======== MATERIAL SUPPLIED ========

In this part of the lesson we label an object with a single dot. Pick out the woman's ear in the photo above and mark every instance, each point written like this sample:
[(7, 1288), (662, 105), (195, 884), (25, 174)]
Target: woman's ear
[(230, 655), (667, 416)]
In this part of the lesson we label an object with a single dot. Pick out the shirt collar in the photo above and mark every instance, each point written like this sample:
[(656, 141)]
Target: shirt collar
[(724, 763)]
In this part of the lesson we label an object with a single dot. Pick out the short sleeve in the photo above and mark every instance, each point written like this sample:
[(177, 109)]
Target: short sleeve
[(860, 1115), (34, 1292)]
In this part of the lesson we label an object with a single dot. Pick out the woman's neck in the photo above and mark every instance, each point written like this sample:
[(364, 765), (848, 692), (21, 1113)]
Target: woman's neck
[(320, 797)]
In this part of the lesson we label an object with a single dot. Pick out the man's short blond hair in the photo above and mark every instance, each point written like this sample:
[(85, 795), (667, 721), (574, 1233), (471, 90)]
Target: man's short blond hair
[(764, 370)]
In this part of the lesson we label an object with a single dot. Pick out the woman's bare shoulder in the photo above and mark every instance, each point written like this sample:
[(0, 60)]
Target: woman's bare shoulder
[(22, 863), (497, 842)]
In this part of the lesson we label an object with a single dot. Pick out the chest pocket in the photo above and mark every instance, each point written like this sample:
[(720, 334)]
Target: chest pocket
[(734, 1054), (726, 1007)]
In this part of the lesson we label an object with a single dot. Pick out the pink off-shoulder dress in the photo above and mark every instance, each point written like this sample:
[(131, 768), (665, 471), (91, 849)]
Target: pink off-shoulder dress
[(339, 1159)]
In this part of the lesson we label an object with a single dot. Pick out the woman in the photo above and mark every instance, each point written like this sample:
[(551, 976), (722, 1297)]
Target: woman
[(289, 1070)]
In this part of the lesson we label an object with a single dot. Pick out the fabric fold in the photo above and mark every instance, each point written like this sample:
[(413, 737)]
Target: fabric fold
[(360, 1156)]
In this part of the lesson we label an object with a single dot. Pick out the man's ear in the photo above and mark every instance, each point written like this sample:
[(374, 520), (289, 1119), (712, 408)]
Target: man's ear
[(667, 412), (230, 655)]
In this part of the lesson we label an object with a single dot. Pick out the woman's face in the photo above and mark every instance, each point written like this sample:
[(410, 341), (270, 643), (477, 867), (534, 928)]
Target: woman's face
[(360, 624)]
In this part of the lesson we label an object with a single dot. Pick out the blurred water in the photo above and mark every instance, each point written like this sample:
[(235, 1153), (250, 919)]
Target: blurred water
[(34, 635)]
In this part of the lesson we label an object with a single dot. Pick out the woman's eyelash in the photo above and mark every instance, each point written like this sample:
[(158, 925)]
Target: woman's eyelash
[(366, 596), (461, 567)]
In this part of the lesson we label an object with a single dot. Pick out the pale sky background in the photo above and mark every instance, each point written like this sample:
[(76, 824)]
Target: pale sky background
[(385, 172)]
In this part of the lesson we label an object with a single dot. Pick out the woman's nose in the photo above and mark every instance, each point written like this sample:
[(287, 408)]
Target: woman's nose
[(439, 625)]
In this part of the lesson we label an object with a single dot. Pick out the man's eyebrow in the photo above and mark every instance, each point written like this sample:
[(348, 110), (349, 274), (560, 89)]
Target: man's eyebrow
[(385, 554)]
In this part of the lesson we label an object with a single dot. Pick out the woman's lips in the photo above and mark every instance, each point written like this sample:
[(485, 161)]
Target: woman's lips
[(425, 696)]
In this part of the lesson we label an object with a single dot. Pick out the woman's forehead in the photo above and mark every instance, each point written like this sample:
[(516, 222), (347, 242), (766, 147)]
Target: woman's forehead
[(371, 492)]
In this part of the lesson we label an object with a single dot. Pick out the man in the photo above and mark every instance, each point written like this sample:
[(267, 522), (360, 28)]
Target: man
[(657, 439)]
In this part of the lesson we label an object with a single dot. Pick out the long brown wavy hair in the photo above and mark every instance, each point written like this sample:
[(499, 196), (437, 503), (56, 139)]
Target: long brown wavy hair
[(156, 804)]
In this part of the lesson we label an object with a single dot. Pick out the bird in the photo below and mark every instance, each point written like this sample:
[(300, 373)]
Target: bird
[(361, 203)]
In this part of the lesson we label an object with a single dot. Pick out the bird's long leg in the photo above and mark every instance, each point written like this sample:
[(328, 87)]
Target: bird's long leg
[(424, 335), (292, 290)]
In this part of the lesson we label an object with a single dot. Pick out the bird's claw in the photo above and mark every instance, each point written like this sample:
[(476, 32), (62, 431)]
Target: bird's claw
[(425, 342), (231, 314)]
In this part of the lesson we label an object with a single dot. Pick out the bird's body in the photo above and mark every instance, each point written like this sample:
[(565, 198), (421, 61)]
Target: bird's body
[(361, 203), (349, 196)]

========

TASK GOAL>
Your answer must be the records themselves, output again exactly.

OUTPUT OF THE TASK>
In this part of the lesson we label an object with a single dot. Pick out the woman's ear in the photo above and mark every instance, each point written like this sample:
[(7, 1288), (662, 105), (195, 884), (25, 174)]
Target: woman's ear
[(230, 655), (667, 416)]
In this part of the lesson we label an object with a single dot. Pick out the shirt collar in the photo above and mark every instance, each point written like this sample:
[(656, 141)]
Target: shirt collar
[(724, 763)]
In this part of the lesson we label an object with a single dot. Pick out the short sleeve in the photo above and mark every instance, each point written like this sample:
[(177, 109)]
Target: short sleeve
[(860, 1115), (34, 1292)]
In this part of the lesson we label an object with a single dot. Pick out the woman's neck in the photo above and mark every instance, each point written like this sample:
[(364, 765), (848, 692), (21, 1113)]
Target: woman's neck
[(320, 797)]
In this part of the lesson we label an object with a single dot. Pick out the man's short blond hair in the photo above and mark every instance, each point written like this sample:
[(85, 795), (667, 721), (574, 1233), (471, 90)]
Target: man's short blond hair
[(764, 370)]
In this part of the lesson we label an object with a single dot. Pick out the woman's bare shoulder in the photo above and mark every instance, each point written like this sample:
[(0, 60)]
Target: woman's bare shoulder
[(22, 863), (497, 842)]
In this part of the lesson we label an object with a single dot. Pick out the chest pocket in the photo above and mark every instance, each point written like this sample:
[(720, 334)]
Target: chest pocket
[(734, 1054), (726, 1007)]
In this part of the lesson we label an object with a single dot. Pick out the pink off-shoulder dress in the photo above and mark every instance, each point written like this sample:
[(131, 768), (665, 471), (91, 849)]
Target: pink off-shoulder dress
[(339, 1159)]
In this part of the lesson we label an object with a single dot. Pick out the woman in the photo above and mark every instance, each point written like this sample:
[(551, 976), (722, 1297)]
Target: woman
[(289, 1070)]
In this part of the lesson we label an object with a single dot. Pick out the fabric fold in the photo above and mark every instance, each point written like this sample:
[(413, 737)]
Target: fabric fold
[(360, 1156)]
In this part of the lesson we label an object with a single dot. Pick out the man's ear in the photo above and mark every instance, each point written like this sample:
[(374, 520), (289, 1119), (712, 408)]
Target: man's ear
[(667, 412), (230, 655)]
In this part of the lesson we label an object with a single dot. Pick out the woman's face in the photo above and mark every instance, each point written like this sample:
[(410, 341), (270, 643), (477, 867), (534, 928)]
Target: woman's face
[(360, 624)]
In this part of the lesson we label an object with a single dot. Pick out the blurred water in the photo above and mark every instance, each point written like this sample:
[(235, 1153), (250, 919)]
Target: blurred water
[(34, 635)]
In this part of the lesson we label an object with a single dot. Pick out the woman's eyelash in the photo above and mark every instance, each point written like this sample:
[(158, 925)]
Target: woman's eyelash
[(366, 596), (461, 567)]
In this part of the lesson we label an object with a single dot. Pick out the pale sky background in the photo above and mark every instance, each point written like this sample:
[(76, 824)]
Target: pale sky background
[(385, 172)]
In this part of the lesson we label an object with a single dot. Pick out the woman's nose in the photo above and mark every instance, each point written like this sample:
[(287, 408)]
Target: woman's nose
[(439, 625)]
In this part of the lesson we label an object with a single dot. Pick out the man's eyebrow in the photo above and mark every instance, each point written like this sample:
[(348, 110), (349, 274), (560, 89)]
Target: man's eyebrow
[(385, 554)]
In this part of the lesson we label an object with a single dot. Pick out the woman's lips in the photo above and mark every instance, each point written like this sample:
[(485, 161)]
Target: woman's lips
[(425, 696)]
In this part of the lesson we label an object with a single dot. Pick out the woman's forehead in the photo above and mark every instance, each point written like this sample:
[(516, 222), (347, 242), (766, 147)]
Target: woman's forehead
[(371, 492)]
In this part of the lesson we label an object with a single dot. Pick out the man in the photo above and mark every instance, each point written like this sample:
[(267, 522), (360, 28)]
Target: man
[(657, 439)]
In this part of the lesson we label an object with a single dot. Pick out the long brown wavy hair in the photo above and mark every instance, each point written like this sample:
[(499, 196), (437, 503), (56, 139)]
Target: long brown wavy hair
[(156, 804)]
In this part of the lesson we label an object with a single dot. Pick out the bird in the photo below and mark every instance, each point written like this sample:
[(300, 373)]
Target: bird
[(361, 203)]
In this part of the lesson we label an object with a single dot. Pick out the bird's long leg in the photo above and mark every instance, each point written like this sample:
[(328, 87)]
Target: bird's long leg
[(424, 335), (292, 290)]
In this part of the lesson we label an object with a single dot. Pick out the bird's claw in the photo above and mark every instance, each point written like this sample:
[(476, 32), (62, 431)]
Target: bird's claw
[(425, 342), (231, 314)]
In this part of the lesson we label an object with a single dot. Pick out the bird's body in the photo above and mark every instance, each point written like this sample:
[(565, 198), (421, 61)]
Target: bird's body
[(361, 203), (349, 196)]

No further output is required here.